[Dataset entries]
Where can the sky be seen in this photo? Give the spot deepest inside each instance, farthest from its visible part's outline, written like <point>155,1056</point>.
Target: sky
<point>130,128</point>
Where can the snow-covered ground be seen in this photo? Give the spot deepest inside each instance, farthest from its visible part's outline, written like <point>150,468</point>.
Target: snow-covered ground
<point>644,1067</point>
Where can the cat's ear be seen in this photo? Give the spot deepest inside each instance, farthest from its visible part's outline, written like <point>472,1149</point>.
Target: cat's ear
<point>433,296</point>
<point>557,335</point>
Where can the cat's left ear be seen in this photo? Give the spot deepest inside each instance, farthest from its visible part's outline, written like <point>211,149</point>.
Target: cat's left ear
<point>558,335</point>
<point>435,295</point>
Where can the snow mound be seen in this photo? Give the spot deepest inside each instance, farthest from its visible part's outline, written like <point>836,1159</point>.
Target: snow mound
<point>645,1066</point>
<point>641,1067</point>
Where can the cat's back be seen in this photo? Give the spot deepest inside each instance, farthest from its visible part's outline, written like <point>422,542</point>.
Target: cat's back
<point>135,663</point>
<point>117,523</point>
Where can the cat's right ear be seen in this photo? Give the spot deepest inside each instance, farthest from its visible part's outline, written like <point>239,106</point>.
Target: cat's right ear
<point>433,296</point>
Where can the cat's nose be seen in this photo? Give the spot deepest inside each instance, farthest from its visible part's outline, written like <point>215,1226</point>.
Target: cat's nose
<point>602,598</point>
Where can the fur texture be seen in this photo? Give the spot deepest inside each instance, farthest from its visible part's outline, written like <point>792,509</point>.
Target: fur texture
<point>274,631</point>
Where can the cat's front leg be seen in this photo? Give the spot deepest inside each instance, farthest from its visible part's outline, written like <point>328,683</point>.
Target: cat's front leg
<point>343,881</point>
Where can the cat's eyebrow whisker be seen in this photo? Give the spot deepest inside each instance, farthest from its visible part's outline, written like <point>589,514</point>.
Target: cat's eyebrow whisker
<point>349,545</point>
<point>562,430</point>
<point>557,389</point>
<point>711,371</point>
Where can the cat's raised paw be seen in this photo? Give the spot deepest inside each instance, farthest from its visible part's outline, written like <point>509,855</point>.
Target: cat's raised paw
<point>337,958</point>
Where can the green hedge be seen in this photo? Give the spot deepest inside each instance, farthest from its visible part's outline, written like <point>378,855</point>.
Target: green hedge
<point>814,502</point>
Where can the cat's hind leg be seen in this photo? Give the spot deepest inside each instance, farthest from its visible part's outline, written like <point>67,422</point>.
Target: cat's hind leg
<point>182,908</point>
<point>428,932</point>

### Goal
Convert all of the material above into a two-column CSV with the header row "query,answer", giving one row per request. Put each request's full text in the "query" field and its answer in the "answer" field, enclosing each field in double quotes and replacing any line breaks with spaces.

### Output below
query,answer
"Where can the sky be seen in this photo? Give the spot deepest inside each instance, farthest from its visible part's outline, written like <point>155,1056</point>. Target: sky","<point>130,128</point>"
"Where can the snow-covered ground be seen in this photo? Give the spot deepest inside each instance, farthest from its visible part's outline, written like <point>150,468</point>. Target: snow-covered ground","<point>644,1067</point>"
"Where can the cat's ear be seen in this photo? Give the spot deepest inside each instance, farthest from its visible part's outline, written like <point>472,1149</point>. Target: cat's ear","<point>433,296</point> <point>557,335</point>"
"Where can the cat's left ear be seen in this photo? Give the spot deepest inside each instance, farthest from its visible part's outline, written like <point>211,149</point>. Target: cat's left ear","<point>558,335</point> <point>435,295</point>"
"Where can the snow mound be seen in this photo? Give the spot deepest inside each instance, farthest from its visible part's outline, written like <point>836,1159</point>. Target: snow mound","<point>645,1066</point> <point>641,1067</point>"
"Where can the cat's back be seen in this photo? Give the spot deepest inside each instance, farthest from its visible part's outline, written like <point>422,542</point>. Target: cat's back","<point>135,663</point> <point>117,523</point>"
"Where can the cat's right ear be seen in this photo? Give the spot deepest inside each instance, farthest from its visible part's outline, written like <point>239,106</point>. Target: cat's right ear","<point>433,296</point>"
"Where can the cat's nose be seen in this photo? Give the spot deepest inside each instance, farthest from its visible part's outline, written like <point>215,1226</point>. Target: cat's nose","<point>602,598</point>"
"Where can the fur texture be seen in this photo? Give the spot deepest inside each instance, farthest from its visible part's outline, written like <point>792,509</point>. Target: fur texture","<point>274,631</point>"
"Where can the cat's front leg be seen in this photo? Give the spot deepest inside each instance, farthest from its visible part's outline, written like <point>328,683</point>. Target: cat's front leg","<point>343,881</point>"
"Where can the cat's eyebrow whisker be seen in this photo? Give the spot deepest inside each instance, farthest from its visible part's outline, written like <point>589,514</point>. Target: cat's eyebrow whisker","<point>349,545</point> <point>562,430</point> <point>557,389</point> <point>711,371</point>"
"Where can the cat's raised paw be seen in this photo? Give the spot deepest inside each instance, farthest from its visible part's outline, written like <point>509,855</point>. Target: cat's raised paw","<point>337,958</point>"
"Where can the green hedge be seen in this photo? Give the spot deepest inside each instance, farthest from its visible part's outline, written like <point>378,855</point>. Target: green hedge","<point>814,502</point>"
"Where can the cat's hind leg be seen in this photo? Give the spot deepest inside each instance, farthest from its visible part's outline, written like <point>67,422</point>. Target: cat's hind leg","<point>182,908</point> <point>428,932</point>"